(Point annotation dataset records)
┄┄┄┄┄┄┄┄┄┄┄┄┄┄┄┄┄┄┄┄

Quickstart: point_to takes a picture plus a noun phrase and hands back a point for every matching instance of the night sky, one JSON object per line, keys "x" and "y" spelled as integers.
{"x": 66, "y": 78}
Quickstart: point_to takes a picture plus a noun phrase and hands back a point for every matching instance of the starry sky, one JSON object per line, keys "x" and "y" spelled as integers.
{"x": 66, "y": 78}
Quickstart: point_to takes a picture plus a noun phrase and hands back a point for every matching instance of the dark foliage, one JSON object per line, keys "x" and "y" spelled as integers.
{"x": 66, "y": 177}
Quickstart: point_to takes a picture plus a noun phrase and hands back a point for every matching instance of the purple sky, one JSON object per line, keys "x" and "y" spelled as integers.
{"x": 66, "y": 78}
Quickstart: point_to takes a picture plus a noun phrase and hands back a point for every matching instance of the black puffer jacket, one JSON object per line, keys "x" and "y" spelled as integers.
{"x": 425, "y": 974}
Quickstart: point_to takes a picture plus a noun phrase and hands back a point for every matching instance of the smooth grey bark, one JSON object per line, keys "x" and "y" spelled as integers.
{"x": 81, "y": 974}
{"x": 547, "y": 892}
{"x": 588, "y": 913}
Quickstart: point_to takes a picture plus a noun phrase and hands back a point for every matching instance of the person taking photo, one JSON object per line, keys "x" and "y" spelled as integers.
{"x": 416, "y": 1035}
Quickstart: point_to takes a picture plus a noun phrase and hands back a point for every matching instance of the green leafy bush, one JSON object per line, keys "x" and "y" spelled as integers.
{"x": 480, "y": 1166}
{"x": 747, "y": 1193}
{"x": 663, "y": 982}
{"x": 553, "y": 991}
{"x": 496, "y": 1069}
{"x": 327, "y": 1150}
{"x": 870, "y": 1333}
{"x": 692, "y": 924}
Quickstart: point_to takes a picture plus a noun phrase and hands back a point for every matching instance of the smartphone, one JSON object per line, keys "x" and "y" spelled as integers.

┄┄┄┄┄┄┄┄┄┄┄┄┄┄┄┄┄┄┄┄

### Work to do
Word for word, write out all of the data above.

### Task output
Quickstart: point_to takes a picture plus a noun phrase and hands back a point for every matching instance of the night sky, one JSON object per line, keys "x" and "y" spelled as integers.
{"x": 66, "y": 78}
Quickstart: point_to takes a picture plus a noun phrase and hands back a point for every matching instance of the starry sky, one JSON object per line, keys "x" and "y" spelled as integers.
{"x": 66, "y": 78}
Quickstart: point_to takes a picture plus a noun phrase and hands back a point for every matching instance of the dark foliage, one JSON object per line, keys "x" and "y" spelled as integers.
{"x": 66, "y": 177}
Quickstart: point_to takes a picture plus a noun phrase and hands back a point for every matching instance of the purple sky, one JSON object per line, keys "x" and "y" spelled as integers.
{"x": 66, "y": 78}
Quickstart: point_to takes a picture plus a noun phrase and hands back a point for every matching instance of the black puffer jacket, one JSON object per line, keys "x" and "y" spelled as integers.
{"x": 425, "y": 974}
Quickstart: point_to takes a picture plus a noun phrase and hands back a point for every matching instance of the smooth grey bark, one JSON object per line, keys "x" and "y" spelled as integers.
{"x": 81, "y": 974}
{"x": 547, "y": 892}
{"x": 588, "y": 913}
Quickstart: point_to takes a picture plus a noun phrase and hands back a point for every matching instance of the person taking photo, one JSON object per line, keys "x" and "y" spelled as integers.
{"x": 416, "y": 1035}
Quickstart: point_to takes a picture plus a noun phrase and hands back a point for every matching instance of the green leafy bush, one JSON object per line, keys "x" and "y" spelled as integers.
{"x": 480, "y": 1166}
{"x": 747, "y": 1193}
{"x": 663, "y": 982}
{"x": 553, "y": 991}
{"x": 496, "y": 1069}
{"x": 327, "y": 1150}
{"x": 870, "y": 1333}
{"x": 692, "y": 924}
Quickstart: point_to takes a picture plus a noun phrase and hands back a point for every matching instance of the smartphone, one JSON object per line, keys "x" and "y" spelled as integers.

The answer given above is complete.